§ WORK TO BE COMPLETED:
Nothing in the records may be altered, so transcribe them exactly.

§ MATERIAL TO PROCESS:
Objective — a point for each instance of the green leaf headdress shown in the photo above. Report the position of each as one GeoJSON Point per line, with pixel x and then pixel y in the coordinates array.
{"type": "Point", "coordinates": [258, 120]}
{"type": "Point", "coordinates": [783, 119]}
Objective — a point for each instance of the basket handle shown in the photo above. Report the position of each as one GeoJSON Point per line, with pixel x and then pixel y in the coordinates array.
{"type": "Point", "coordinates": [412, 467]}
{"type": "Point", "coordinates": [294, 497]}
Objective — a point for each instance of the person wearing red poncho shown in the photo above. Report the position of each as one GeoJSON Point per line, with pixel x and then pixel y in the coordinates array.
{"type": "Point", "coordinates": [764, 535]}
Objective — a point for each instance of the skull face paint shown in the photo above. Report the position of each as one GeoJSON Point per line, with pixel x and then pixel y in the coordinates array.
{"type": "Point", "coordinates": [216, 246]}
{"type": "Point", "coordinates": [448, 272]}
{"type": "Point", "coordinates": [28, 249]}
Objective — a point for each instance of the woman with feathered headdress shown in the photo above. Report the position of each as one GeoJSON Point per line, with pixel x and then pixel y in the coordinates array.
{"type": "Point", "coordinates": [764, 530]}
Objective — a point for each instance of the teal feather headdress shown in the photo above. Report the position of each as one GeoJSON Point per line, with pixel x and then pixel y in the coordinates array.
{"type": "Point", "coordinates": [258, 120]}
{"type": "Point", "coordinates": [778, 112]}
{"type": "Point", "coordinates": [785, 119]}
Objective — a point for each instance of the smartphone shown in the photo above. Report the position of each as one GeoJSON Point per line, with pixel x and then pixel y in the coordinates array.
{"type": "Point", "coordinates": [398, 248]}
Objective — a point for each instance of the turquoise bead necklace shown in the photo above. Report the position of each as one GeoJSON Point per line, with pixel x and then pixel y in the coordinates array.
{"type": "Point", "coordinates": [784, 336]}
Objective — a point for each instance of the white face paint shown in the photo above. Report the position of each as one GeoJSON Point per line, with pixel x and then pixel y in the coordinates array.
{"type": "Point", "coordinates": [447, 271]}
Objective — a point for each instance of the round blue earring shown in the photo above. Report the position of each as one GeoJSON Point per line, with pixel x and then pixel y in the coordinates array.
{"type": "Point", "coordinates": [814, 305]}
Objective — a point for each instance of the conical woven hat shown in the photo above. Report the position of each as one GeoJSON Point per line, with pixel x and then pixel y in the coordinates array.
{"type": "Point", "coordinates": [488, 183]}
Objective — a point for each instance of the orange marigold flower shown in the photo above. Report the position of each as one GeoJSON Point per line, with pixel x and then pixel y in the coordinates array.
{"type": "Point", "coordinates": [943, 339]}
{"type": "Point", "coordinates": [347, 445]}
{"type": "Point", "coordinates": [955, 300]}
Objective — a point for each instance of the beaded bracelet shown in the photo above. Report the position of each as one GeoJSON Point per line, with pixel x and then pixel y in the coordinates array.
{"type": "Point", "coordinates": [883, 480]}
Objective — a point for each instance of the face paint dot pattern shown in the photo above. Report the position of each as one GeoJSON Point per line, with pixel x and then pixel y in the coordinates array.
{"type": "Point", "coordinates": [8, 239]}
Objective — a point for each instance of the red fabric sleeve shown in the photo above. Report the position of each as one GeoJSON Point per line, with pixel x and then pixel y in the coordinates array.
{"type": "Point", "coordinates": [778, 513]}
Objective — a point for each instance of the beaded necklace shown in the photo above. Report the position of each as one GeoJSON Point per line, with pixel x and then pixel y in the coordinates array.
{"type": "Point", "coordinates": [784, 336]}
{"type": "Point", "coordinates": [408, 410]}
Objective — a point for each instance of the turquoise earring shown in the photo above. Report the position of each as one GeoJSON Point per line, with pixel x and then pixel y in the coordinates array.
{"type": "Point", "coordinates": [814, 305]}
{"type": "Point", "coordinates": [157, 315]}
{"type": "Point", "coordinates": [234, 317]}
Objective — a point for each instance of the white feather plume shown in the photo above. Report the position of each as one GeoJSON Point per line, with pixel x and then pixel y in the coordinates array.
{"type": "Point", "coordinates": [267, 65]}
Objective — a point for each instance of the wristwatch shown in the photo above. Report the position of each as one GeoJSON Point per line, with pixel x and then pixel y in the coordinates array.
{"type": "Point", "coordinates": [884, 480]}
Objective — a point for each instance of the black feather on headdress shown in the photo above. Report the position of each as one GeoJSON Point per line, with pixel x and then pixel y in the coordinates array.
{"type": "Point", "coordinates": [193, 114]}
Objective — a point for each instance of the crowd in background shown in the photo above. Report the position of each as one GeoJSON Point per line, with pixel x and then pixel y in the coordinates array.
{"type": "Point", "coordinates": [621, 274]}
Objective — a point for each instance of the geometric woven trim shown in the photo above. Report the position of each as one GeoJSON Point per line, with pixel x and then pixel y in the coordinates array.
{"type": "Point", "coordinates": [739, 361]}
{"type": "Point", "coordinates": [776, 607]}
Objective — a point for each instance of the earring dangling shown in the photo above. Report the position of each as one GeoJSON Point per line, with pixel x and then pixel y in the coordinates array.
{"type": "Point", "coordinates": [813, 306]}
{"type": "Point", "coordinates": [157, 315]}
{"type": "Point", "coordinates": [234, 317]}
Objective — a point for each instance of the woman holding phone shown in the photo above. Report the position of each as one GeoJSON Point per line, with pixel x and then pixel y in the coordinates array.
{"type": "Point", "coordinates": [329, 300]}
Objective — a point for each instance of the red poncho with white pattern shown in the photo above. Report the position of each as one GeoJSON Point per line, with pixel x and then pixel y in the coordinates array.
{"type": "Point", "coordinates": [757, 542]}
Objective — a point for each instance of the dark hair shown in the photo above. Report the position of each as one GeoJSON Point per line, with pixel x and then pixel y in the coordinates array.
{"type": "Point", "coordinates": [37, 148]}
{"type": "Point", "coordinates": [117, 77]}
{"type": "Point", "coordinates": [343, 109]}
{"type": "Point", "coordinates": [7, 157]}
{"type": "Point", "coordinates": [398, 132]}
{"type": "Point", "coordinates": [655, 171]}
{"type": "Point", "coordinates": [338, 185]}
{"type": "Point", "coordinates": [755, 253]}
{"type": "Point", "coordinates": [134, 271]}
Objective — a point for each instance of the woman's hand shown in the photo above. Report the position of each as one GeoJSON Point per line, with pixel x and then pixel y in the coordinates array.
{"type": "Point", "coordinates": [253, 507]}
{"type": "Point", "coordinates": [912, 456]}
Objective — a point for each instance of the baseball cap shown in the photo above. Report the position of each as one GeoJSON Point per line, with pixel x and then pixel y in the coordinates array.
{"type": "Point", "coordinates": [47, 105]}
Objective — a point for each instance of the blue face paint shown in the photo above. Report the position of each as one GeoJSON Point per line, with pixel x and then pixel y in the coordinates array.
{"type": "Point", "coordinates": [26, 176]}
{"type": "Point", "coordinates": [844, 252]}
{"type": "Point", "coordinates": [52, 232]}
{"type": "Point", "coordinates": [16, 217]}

§ ANSWER FOR THE TASK:
Objective — a point for each instance of the green leaf headdress shown in the photo above. Report the position of each as one GeoJSON Point per line, with pixel x and then pixel y in the coordinates array.
{"type": "Point", "coordinates": [258, 120]}
{"type": "Point", "coordinates": [783, 119]}
Objective — a point for each instance of the basket handle shown in the photo above. Report the position of each as one GeoJSON Point per line, with pixel x and then pixel y in the coordinates array.
{"type": "Point", "coordinates": [412, 467]}
{"type": "Point", "coordinates": [294, 497]}
Objective — a point for each instance of the person wearing red poncho shown in the photo above. Report the position of each as one GeoJSON Point per line, with pixel x and then pixel y in the coordinates array.
{"type": "Point", "coordinates": [764, 535]}
Objective — a point for each instance of the skull face paint shown in the photo above. Report the position of each as one GeoJSON Point per line, with pixel x and then pixel y in the coordinates array.
{"type": "Point", "coordinates": [216, 246]}
{"type": "Point", "coordinates": [448, 272]}
{"type": "Point", "coordinates": [28, 249]}
Objective — a point for each instance of the woman with feathered headdress shown in the photo above. Report the position of each as one GeoJSON Point per line, with pixel x and then pixel y in the coordinates array.
{"type": "Point", "coordinates": [764, 530]}
Objective — a point for each instance of the teal feather headdress shown in the photo above. Report the position of each as one GeoJSON Point per line, with pixel x and then pixel y in the coordinates array.
{"type": "Point", "coordinates": [258, 120]}
{"type": "Point", "coordinates": [778, 112]}
{"type": "Point", "coordinates": [785, 119]}
Objective — a point for each instance of the smartphone shown in the photo above. Report the position of each as one GeoJSON Point per line, with pixel x and then pixel y in the coordinates array.
{"type": "Point", "coordinates": [398, 248]}
Objective — a point for each instance of the turquoise bead necklace shown in the photo above. Report the position of each as one GeoJSON Point per line, with pixel x and then pixel y in the coordinates array.
{"type": "Point", "coordinates": [784, 336]}
Objective — a point for each instance of the white face paint shown in the photo above. Report the position of each as one GeoJSON Point per line, with pixel x and then pixel y in the coordinates array.
{"type": "Point", "coordinates": [447, 271]}
Objective — a point for each instance of the round blue earring shown in the photo above. Report the position of each as one GeoJSON Point per line, with pixel x and then pixel y in the coordinates array.
{"type": "Point", "coordinates": [814, 305]}
Objective — a point for each instance of the conical woven hat shown in the photo above. Report the position of each as one GeoJSON Point per line, with pixel x and then pixel y in the coordinates array.
{"type": "Point", "coordinates": [488, 183]}
Objective — a point for each instance of the orange marigold flower shown in the photo above. Report the position of each as one GeoJSON Point per line, with pixel x and then pixel y in the coordinates array.
{"type": "Point", "coordinates": [943, 339]}
{"type": "Point", "coordinates": [347, 445]}
{"type": "Point", "coordinates": [955, 300]}
Objective — a point for each instance of the beaded bracelet shown in the photo above. Report the position of each as one GeoJSON Point per line, with pixel x and then pixel y in the coordinates array.
{"type": "Point", "coordinates": [883, 480]}
Objective — a point for each instance of the face paint dot pattern shown in the photo above. Report the position of each as one GeoJSON Point per line, with pixel x and then pixel y in the coordinates array.
{"type": "Point", "coordinates": [8, 239]}
Objective — a point for each instance of the red fabric sleeve shown in the photo above. Report the position of each as one GeoJSON Point per line, with pixel x and then pixel y in the coordinates array.
{"type": "Point", "coordinates": [778, 513]}
Objective — a point for each instance of the beaded necklace shown in the photo above. Report the position of each as one GeoJSON Point per line, with pixel x and then pixel y in the coordinates array.
{"type": "Point", "coordinates": [784, 336]}
{"type": "Point", "coordinates": [408, 410]}
Objective — a point for each instance of the turquoise earring shown in the photo above. Report the position of each as one GeoJSON Point per line, with pixel x and then pixel y in the coordinates array.
{"type": "Point", "coordinates": [814, 305]}
{"type": "Point", "coordinates": [157, 315]}
{"type": "Point", "coordinates": [234, 317]}
Objective — a point for each instance of the white feather plume shown in the photo above. Report the position of each as one GeoJSON Point per line, with pixel x and then pixel y in the coordinates array.
{"type": "Point", "coordinates": [267, 65]}
Objective — a point for each instance of the wristwatch shown in the photo above. Report the position of each as one GeoJSON Point per line, with pixel x and then pixel y in the coordinates array.
{"type": "Point", "coordinates": [884, 480]}
Objective — a point for each instance of the black feather on headdress shown in the photo above. Report the position of each as one GeoJSON Point per line, with pixel x and then pixel y in the coordinates array.
{"type": "Point", "coordinates": [193, 114]}
Objective — a point for each instance of the crowd in background shown in the photo above. Report the position of each as one GeoJSON Point per line, with pixel x and then pixel y in the coordinates array.
{"type": "Point", "coordinates": [621, 274]}
Objective — a point for each instance of the geometric woven trim shown in the photo above. Report the position of each as one GeoJSON Point per line, with pixel x and then pixel y in the coordinates array.
{"type": "Point", "coordinates": [739, 361]}
{"type": "Point", "coordinates": [776, 607]}
Objective — a point for each instance of the earring dangling shown in the photo above. Report the position of each as one GeoJSON Point per line, with pixel x and then pixel y in the coordinates array.
{"type": "Point", "coordinates": [813, 306]}
{"type": "Point", "coordinates": [157, 315]}
{"type": "Point", "coordinates": [234, 317]}
Objective — a point for each instance of the woman holding phone shown in the photo above. Report the position of each as one GeoJSON Point per line, with pixel x and then pixel y in the coordinates array.
{"type": "Point", "coordinates": [329, 300]}
Objective — a point for each instance of the red poncho with white pattern shown in the photo above. Report the position of each as one GeoJSON Point per line, with pixel x and then pixel y in the coordinates array.
{"type": "Point", "coordinates": [757, 542]}
Objective — a point for each instance of the dark hair shown in the photo above. Report the position of each as one GeoJSON Point per line, with pixel x and then pixel y in the coordinates array.
{"type": "Point", "coordinates": [37, 148]}
{"type": "Point", "coordinates": [117, 77]}
{"type": "Point", "coordinates": [343, 109]}
{"type": "Point", "coordinates": [7, 157]}
{"type": "Point", "coordinates": [398, 132]}
{"type": "Point", "coordinates": [655, 171]}
{"type": "Point", "coordinates": [338, 185]}
{"type": "Point", "coordinates": [755, 253]}
{"type": "Point", "coordinates": [134, 271]}
Objective — a point for each instance of the woman's hand shown in the photo above. Report the position of each as one GeoJSON Point per line, with pixel x and then pixel y in the coordinates array.
{"type": "Point", "coordinates": [253, 507]}
{"type": "Point", "coordinates": [912, 456]}
Objective — a point for each instance of the baseball cap shown in the photo above. Report the position of each as one GeoJSON Point per line, with pixel x and then pixel y in the coordinates array.
{"type": "Point", "coordinates": [47, 105]}
Objective — a point for each instance of the blue face paint shown in the photo above. Report the position of each as one GeoJSON Point per line, with pixel x and then pixel y in the coordinates array.
{"type": "Point", "coordinates": [26, 176]}
{"type": "Point", "coordinates": [844, 252]}
{"type": "Point", "coordinates": [52, 232]}
{"type": "Point", "coordinates": [16, 217]}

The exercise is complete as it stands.